'''

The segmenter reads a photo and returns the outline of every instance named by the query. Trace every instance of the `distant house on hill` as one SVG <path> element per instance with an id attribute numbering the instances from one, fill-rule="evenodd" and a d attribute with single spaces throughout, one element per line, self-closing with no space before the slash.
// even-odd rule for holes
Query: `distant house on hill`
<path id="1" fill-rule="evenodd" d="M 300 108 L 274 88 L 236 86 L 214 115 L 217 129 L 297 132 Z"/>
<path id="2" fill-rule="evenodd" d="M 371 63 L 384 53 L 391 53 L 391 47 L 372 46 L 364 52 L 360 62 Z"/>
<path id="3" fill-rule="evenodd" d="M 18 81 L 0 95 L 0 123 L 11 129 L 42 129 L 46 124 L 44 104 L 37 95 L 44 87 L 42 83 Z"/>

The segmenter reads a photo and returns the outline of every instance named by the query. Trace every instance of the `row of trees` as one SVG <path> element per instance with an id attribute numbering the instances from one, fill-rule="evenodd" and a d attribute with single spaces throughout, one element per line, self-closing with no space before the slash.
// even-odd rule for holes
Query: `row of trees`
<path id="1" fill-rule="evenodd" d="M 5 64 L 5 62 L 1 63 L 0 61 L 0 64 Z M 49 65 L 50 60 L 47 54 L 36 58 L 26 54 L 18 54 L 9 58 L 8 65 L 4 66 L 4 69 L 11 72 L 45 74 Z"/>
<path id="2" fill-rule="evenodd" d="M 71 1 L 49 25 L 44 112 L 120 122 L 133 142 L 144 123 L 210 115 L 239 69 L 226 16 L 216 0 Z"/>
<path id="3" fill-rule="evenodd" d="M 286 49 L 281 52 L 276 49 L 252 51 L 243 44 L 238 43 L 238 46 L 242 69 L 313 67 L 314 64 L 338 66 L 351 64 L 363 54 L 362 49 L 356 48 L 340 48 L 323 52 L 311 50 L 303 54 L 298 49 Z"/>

'''

DESCRIPTION OF THE TASK. The whole listing needs repeating. Match each line exactly.

THE ANSWER.
The segmenter reads a photo and returns the outline of every instance named by the query. Trace every instance of the `distant house on hill` as one SVG <path> element per instance with an id attribute numbering the instances from one, fill-rule="evenodd" and a d attribute with single spaces throughout, one element per line, self-closing with no space before the slash.
// even-odd rule for holes
Query: `distant house on hill`
<path id="1" fill-rule="evenodd" d="M 300 108 L 274 88 L 236 86 L 214 115 L 217 129 L 297 132 Z"/>
<path id="2" fill-rule="evenodd" d="M 371 63 L 384 53 L 391 53 L 391 47 L 372 46 L 364 52 L 360 62 Z"/>
<path id="3" fill-rule="evenodd" d="M 18 81 L 0 95 L 0 123 L 11 129 L 42 129 L 46 124 L 44 104 L 37 95 L 44 87 L 42 83 Z"/>

The segmenter reads a photo and returns the outline of every instance named by the query. Trace every instance of the `row of trees` as one SVG <path> element per instance with an id attribute numbering the instances from one, fill-rule="evenodd" and a d attribute with single spaces throughout, one element per line, self-closing with no space before the slash.
// even-odd rule for holes
Query: `row of trees`
<path id="1" fill-rule="evenodd" d="M 5 64 L 5 62 L 1 63 L 0 61 L 0 64 Z M 49 65 L 50 60 L 47 54 L 36 58 L 26 54 L 18 54 L 9 58 L 8 65 L 4 66 L 4 69 L 11 72 L 45 74 Z"/>
<path id="2" fill-rule="evenodd" d="M 71 1 L 49 25 L 44 112 L 120 122 L 133 142 L 144 123 L 210 115 L 239 69 L 226 16 L 216 0 Z"/>
<path id="3" fill-rule="evenodd" d="M 286 49 L 281 52 L 276 49 L 252 51 L 243 44 L 238 43 L 238 46 L 242 69 L 313 67 L 314 64 L 338 66 L 351 64 L 363 54 L 362 49 L 356 48 L 340 48 L 323 52 L 311 50 L 303 54 L 298 49 Z"/>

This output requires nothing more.